>>>>

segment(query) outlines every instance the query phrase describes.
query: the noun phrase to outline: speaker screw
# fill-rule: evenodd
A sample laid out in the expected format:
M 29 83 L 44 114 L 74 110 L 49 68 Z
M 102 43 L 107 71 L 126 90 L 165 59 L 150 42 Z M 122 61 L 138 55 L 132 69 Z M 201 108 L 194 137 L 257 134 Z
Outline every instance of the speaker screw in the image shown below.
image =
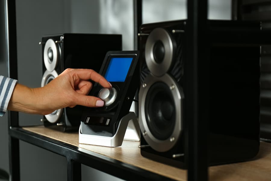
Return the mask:
M 173 137 L 173 136 L 170 138 L 170 142 L 173 142 L 174 141 L 174 140 L 175 140 L 175 138 Z

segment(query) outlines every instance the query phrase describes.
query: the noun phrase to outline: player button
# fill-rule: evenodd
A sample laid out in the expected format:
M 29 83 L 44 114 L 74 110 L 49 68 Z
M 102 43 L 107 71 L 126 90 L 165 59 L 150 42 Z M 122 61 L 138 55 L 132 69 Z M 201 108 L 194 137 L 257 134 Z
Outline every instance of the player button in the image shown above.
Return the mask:
M 117 90 L 112 87 L 110 89 L 108 88 L 102 89 L 99 92 L 98 97 L 104 102 L 104 106 L 107 106 L 114 102 L 117 96 Z

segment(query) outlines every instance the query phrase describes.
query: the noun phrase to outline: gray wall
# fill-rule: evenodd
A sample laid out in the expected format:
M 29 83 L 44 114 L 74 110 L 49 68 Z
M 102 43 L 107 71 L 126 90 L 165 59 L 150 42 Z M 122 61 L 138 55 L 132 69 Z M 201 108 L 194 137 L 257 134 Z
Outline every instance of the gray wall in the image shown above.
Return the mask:
M 230 19 L 230 0 L 210 0 L 211 19 Z M 40 86 L 41 47 L 44 35 L 64 32 L 123 34 L 123 49 L 133 49 L 132 0 L 16 1 L 18 80 Z M 145 0 L 143 22 L 185 18 L 185 0 Z M 0 1 L 0 75 L 7 75 L 4 1 Z M 170 11 L 169 10 L 170 10 Z M 41 116 L 19 114 L 20 125 L 40 124 Z M 8 171 L 7 115 L 0 117 L 0 168 Z M 20 142 L 21 180 L 66 180 L 65 157 Z M 119 180 L 82 165 L 83 180 Z

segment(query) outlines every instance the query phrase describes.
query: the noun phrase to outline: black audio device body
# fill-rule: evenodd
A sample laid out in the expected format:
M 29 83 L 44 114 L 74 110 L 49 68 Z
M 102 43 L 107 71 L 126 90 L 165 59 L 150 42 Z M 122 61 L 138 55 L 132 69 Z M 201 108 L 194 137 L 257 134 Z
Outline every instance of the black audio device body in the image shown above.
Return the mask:
M 104 88 L 95 83 L 89 95 L 99 97 L 104 106 L 85 108 L 81 119 L 82 134 L 111 137 L 120 119 L 129 113 L 139 85 L 139 51 L 107 53 L 99 73 L 112 85 Z
M 121 50 L 121 35 L 65 33 L 44 36 L 42 45 L 43 87 L 67 68 L 100 70 L 106 53 Z M 91 81 L 91 80 L 90 81 Z M 62 131 L 78 130 L 83 107 L 56 110 L 43 116 L 45 126 Z
M 189 86 L 194 80 L 190 72 L 195 68 L 188 56 L 188 43 L 193 43 L 188 38 L 189 23 L 143 24 L 139 34 L 141 154 L 184 168 L 191 153 L 188 125 L 192 120 L 188 115 L 193 113 L 195 96 Z M 208 57 L 198 58 L 195 83 L 200 90 L 199 119 L 208 123 L 204 128 L 208 133 L 208 164 L 251 160 L 260 146 L 260 46 L 251 43 L 253 35 L 247 30 L 260 32 L 260 24 L 208 23 L 208 48 L 201 48 L 210 52 Z

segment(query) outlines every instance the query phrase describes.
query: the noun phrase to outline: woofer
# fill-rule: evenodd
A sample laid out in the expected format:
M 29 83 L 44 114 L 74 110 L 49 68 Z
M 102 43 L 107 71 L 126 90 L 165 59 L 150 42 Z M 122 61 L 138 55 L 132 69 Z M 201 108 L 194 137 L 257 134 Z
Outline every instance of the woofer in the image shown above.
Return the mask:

<<<<

### DESCRIPTION OF THE TASK
Reproduce the listing above in full, substituting "illustration" for every occurrence of "sample" and leaving everything else unchanged. Omit the pictures.

### ANSWER FOR THE TASK
segment(query) outlines every instance the query phrase describes.
query: the noun phrase to outline: speaker screw
# fill-rule: evenodd
A illustration laid out in the expected format:
M 29 83 L 44 114 L 74 110 L 49 68 Z
M 102 43 L 107 71 L 126 90 L 165 59 L 150 42 Z M 122 61 L 138 55 L 132 69 Z M 201 108 L 194 137 L 257 134 Z
Outline every instance of the speaker screw in the image shown below.
image =
Return the mask:
M 173 137 L 173 136 L 170 138 L 170 142 L 173 142 L 174 141 L 174 140 L 175 140 L 175 138 Z

segment(query) outlines every instance the query phrase describes.
query: the noun phrase to outline: player button
# fill-rule: evenodd
A illustration laid out in the expected format:
M 29 83 L 44 114 L 74 110 L 49 68 Z
M 102 43 L 107 71 L 126 90 L 165 59 L 150 42 Z M 122 61 L 138 55 L 132 69 Z M 201 108 L 194 137 L 257 134 Z
Outline every instance of the player button in the image shown above.
Return the mask:
M 117 90 L 112 87 L 110 89 L 108 88 L 102 89 L 99 92 L 98 97 L 104 102 L 104 106 L 107 106 L 114 102 L 117 96 Z

segment(query) outlines every instance the query phrase describes.
query: the noun phrase to outline: gray wall
# fill-rule: evenodd
A illustration laid out in the expected format:
M 29 83 L 44 114 L 74 110 L 49 68 Z
M 102 43 L 107 71 L 126 90 L 165 59 L 150 42 Z M 122 61 L 138 55 L 132 69 Z M 201 108 L 194 137 L 257 134 Z
Outline every instance of the gray wall in the image shown above.
Return the mask:
M 230 19 L 230 0 L 210 0 L 211 19 Z M 40 86 L 41 47 L 44 35 L 64 32 L 123 34 L 123 49 L 133 49 L 132 0 L 16 1 L 18 80 Z M 145 0 L 143 22 L 185 18 L 185 0 Z M 0 1 L 0 75 L 7 75 L 4 1 Z M 170 11 L 169 10 L 170 10 Z M 41 116 L 19 114 L 20 125 L 40 124 Z M 8 171 L 7 115 L 0 117 L 0 168 Z M 20 142 L 21 180 L 66 180 L 65 157 Z M 119 180 L 82 165 L 83 180 Z

segment(query) outlines every instance the query phrase describes.
query: the noun phrase to outline: black audio device body
# fill-rule: evenodd
A illustration laid out in the expected format:
M 29 83 L 44 114 L 74 110 L 49 68 Z
M 102 43 L 107 71 L 126 90 L 165 59 L 150 42 Z M 122 61 L 138 55 L 132 69 Z M 201 108 L 194 137 L 257 134 Z
Outline every instance of the black audio device body in the image shown above.
Return the mask:
M 104 88 L 95 83 L 89 95 L 99 97 L 104 106 L 85 108 L 81 119 L 82 134 L 111 137 L 120 119 L 129 113 L 139 85 L 139 51 L 107 53 L 99 73 L 112 85 Z
M 121 50 L 121 35 L 65 33 L 44 36 L 42 45 L 43 87 L 67 68 L 100 70 L 106 53 Z M 91 81 L 91 80 L 90 81 Z M 62 131 L 78 130 L 83 107 L 56 110 L 43 116 L 45 126 Z
M 189 86 L 194 80 L 190 72 L 195 68 L 188 56 L 188 43 L 193 43 L 188 38 L 189 23 L 143 24 L 139 34 L 141 154 L 184 168 L 191 153 L 188 125 L 192 120 L 188 115 L 193 113 L 195 96 Z M 208 57 L 198 58 L 195 83 L 200 90 L 199 119 L 208 123 L 204 128 L 208 133 L 208 164 L 251 160 L 260 146 L 260 46 L 251 43 L 253 35 L 247 30 L 260 32 L 260 24 L 208 23 L 208 48 L 201 48 L 210 52 Z

segment(query) outlines every instance the query phrase describes.
query: the noun phrase to outline: woofer
# fill-rule: evenodd
A illustration laid out in the expected format:
M 29 83 L 44 114 L 74 110 L 49 68 Z
M 102 43 L 107 71 L 126 90 L 165 59 L 150 42 Z M 122 61 L 138 55 L 132 69 Z M 201 108 L 194 137 L 257 134 Z
Outline every instance of the woofer in the image shown above.
Return the mask:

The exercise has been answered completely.